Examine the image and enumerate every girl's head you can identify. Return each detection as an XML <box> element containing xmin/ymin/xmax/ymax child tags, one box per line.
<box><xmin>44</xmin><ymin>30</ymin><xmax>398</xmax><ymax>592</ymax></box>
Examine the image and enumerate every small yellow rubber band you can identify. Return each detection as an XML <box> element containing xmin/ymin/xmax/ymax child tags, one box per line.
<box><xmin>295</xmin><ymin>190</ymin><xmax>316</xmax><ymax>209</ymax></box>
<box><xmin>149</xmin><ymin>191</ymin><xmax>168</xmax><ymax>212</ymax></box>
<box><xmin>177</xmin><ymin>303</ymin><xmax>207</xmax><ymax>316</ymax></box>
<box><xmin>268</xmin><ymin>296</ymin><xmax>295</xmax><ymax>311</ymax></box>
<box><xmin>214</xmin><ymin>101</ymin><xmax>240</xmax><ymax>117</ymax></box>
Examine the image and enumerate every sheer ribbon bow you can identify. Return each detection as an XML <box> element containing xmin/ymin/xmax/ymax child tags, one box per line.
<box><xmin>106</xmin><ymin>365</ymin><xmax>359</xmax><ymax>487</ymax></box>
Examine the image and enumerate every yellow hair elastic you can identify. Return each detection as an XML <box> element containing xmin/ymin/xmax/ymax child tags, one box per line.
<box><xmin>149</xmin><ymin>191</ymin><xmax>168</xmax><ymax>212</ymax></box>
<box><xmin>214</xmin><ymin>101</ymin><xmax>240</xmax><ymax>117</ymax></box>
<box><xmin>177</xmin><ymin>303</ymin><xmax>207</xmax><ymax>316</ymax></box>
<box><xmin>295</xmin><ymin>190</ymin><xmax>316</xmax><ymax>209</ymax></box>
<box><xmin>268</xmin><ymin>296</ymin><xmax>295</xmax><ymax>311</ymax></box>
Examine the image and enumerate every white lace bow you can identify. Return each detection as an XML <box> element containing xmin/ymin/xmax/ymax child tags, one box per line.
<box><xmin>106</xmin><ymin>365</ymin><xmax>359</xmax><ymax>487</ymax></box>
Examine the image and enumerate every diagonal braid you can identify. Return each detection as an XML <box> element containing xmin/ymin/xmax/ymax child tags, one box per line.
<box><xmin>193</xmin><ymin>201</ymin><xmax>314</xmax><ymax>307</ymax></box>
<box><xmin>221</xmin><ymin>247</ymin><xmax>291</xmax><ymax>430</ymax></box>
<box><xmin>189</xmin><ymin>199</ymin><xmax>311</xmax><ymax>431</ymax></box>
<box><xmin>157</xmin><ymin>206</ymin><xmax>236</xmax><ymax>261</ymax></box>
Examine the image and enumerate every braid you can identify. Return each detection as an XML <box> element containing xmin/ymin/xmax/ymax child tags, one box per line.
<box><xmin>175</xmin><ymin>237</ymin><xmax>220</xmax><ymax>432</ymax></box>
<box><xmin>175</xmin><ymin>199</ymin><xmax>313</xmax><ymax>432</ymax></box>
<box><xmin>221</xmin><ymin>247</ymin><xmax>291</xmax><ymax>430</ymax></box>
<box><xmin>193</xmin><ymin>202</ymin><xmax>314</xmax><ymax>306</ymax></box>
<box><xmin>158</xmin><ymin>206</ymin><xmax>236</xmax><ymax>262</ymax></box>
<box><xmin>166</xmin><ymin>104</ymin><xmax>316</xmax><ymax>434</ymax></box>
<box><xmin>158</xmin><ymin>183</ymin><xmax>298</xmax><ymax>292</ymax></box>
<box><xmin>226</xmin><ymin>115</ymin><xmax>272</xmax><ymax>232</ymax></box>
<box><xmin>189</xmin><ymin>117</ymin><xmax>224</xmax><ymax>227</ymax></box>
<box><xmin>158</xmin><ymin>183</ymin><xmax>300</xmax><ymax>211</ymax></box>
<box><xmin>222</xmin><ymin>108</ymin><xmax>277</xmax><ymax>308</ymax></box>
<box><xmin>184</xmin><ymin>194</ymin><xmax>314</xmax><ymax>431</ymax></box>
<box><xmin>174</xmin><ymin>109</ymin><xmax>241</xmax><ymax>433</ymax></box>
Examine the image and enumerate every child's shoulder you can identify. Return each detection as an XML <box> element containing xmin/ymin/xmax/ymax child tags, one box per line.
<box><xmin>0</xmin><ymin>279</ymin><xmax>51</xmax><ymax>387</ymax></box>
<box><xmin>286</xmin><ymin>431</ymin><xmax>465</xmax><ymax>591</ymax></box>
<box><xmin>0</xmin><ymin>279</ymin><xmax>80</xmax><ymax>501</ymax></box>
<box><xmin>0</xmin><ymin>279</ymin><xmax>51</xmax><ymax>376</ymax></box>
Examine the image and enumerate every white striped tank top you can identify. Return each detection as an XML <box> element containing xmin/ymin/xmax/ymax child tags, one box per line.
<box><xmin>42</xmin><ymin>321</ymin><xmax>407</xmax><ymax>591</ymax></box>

_____

• **Exercise instructions**: Word for word, restate each record in the listing.

• **Completed task**:
Examine the image and enumerate every girl's head you can identify. Return each detection as an XML <box> element containing xmin/ymin/xmax/ymax child tags, one box per line.
<box><xmin>44</xmin><ymin>30</ymin><xmax>398</xmax><ymax>592</ymax></box>
Examine the image and enumerate every small yellow rubber band you can identify. Return each detection as an XML <box> element containing xmin/ymin/xmax/ymax child tags, one box per line.
<box><xmin>295</xmin><ymin>190</ymin><xmax>316</xmax><ymax>209</ymax></box>
<box><xmin>149</xmin><ymin>191</ymin><xmax>168</xmax><ymax>212</ymax></box>
<box><xmin>177</xmin><ymin>303</ymin><xmax>207</xmax><ymax>316</ymax></box>
<box><xmin>268</xmin><ymin>296</ymin><xmax>295</xmax><ymax>311</ymax></box>
<box><xmin>214</xmin><ymin>101</ymin><xmax>240</xmax><ymax>117</ymax></box>
Examine the image and enumerate every sheer ribbon bow you can identify. Return each detection as an XML <box> element containing xmin/ymin/xmax/ymax child tags, one box per line.
<box><xmin>106</xmin><ymin>365</ymin><xmax>359</xmax><ymax>487</ymax></box>
Examine the image and enumerate every yellow hair elastic you can identify. Return each detection as an XML <box> element containing xmin/ymin/xmax/ymax child tags, one box per line.
<box><xmin>149</xmin><ymin>191</ymin><xmax>168</xmax><ymax>212</ymax></box>
<box><xmin>214</xmin><ymin>101</ymin><xmax>240</xmax><ymax>117</ymax></box>
<box><xmin>177</xmin><ymin>303</ymin><xmax>207</xmax><ymax>316</ymax></box>
<box><xmin>295</xmin><ymin>190</ymin><xmax>316</xmax><ymax>209</ymax></box>
<box><xmin>268</xmin><ymin>296</ymin><xmax>295</xmax><ymax>311</ymax></box>
Examine the image and enumerate every white lace bow you can identify. Return each detection as an XML <box> element containing xmin/ymin/xmax/ymax child tags, one box per line.
<box><xmin>106</xmin><ymin>365</ymin><xmax>359</xmax><ymax>487</ymax></box>
Examine the image and enumerate every diagonal braid you can identify. Return each detection as an XML <box> element containing xmin/ymin/xmax/ymax child tags, one box per line.
<box><xmin>193</xmin><ymin>201</ymin><xmax>314</xmax><ymax>307</ymax></box>
<box><xmin>221</xmin><ymin>247</ymin><xmax>291</xmax><ymax>430</ymax></box>
<box><xmin>189</xmin><ymin>199</ymin><xmax>311</xmax><ymax>431</ymax></box>
<box><xmin>157</xmin><ymin>206</ymin><xmax>236</xmax><ymax>261</ymax></box>
Examine the image and enumerate every braid you can identify. Return each detection as an XML <box> element containing xmin/ymin/xmax/ymax child tags, one box per line.
<box><xmin>175</xmin><ymin>237</ymin><xmax>220</xmax><ymax>432</ymax></box>
<box><xmin>175</xmin><ymin>199</ymin><xmax>313</xmax><ymax>432</ymax></box>
<box><xmin>221</xmin><ymin>247</ymin><xmax>291</xmax><ymax>430</ymax></box>
<box><xmin>193</xmin><ymin>202</ymin><xmax>314</xmax><ymax>306</ymax></box>
<box><xmin>158</xmin><ymin>206</ymin><xmax>236</xmax><ymax>262</ymax></box>
<box><xmin>166</xmin><ymin>104</ymin><xmax>316</xmax><ymax>434</ymax></box>
<box><xmin>158</xmin><ymin>183</ymin><xmax>298</xmax><ymax>292</ymax></box>
<box><xmin>226</xmin><ymin>115</ymin><xmax>272</xmax><ymax>232</ymax></box>
<box><xmin>189</xmin><ymin>117</ymin><xmax>224</xmax><ymax>227</ymax></box>
<box><xmin>158</xmin><ymin>183</ymin><xmax>300</xmax><ymax>211</ymax></box>
<box><xmin>222</xmin><ymin>108</ymin><xmax>277</xmax><ymax>308</ymax></box>
<box><xmin>184</xmin><ymin>194</ymin><xmax>314</xmax><ymax>431</ymax></box>
<box><xmin>174</xmin><ymin>109</ymin><xmax>241</xmax><ymax>433</ymax></box>
Examine the image and enumerate every child's shoulder you can identify. Return each detection as an XML <box> element containing xmin/ymin/xmax/ymax child tags, one box per line.
<box><xmin>0</xmin><ymin>279</ymin><xmax>51</xmax><ymax>387</ymax></box>
<box><xmin>286</xmin><ymin>431</ymin><xmax>465</xmax><ymax>591</ymax></box>
<box><xmin>0</xmin><ymin>279</ymin><xmax>80</xmax><ymax>501</ymax></box>
<box><xmin>0</xmin><ymin>279</ymin><xmax>51</xmax><ymax>376</ymax></box>
Examine the image and enumerate every white striped tank top you can identify. Return each detection as an XML <box> element containing xmin/ymin/xmax/ymax child tags, one box per line.
<box><xmin>42</xmin><ymin>321</ymin><xmax>407</xmax><ymax>591</ymax></box>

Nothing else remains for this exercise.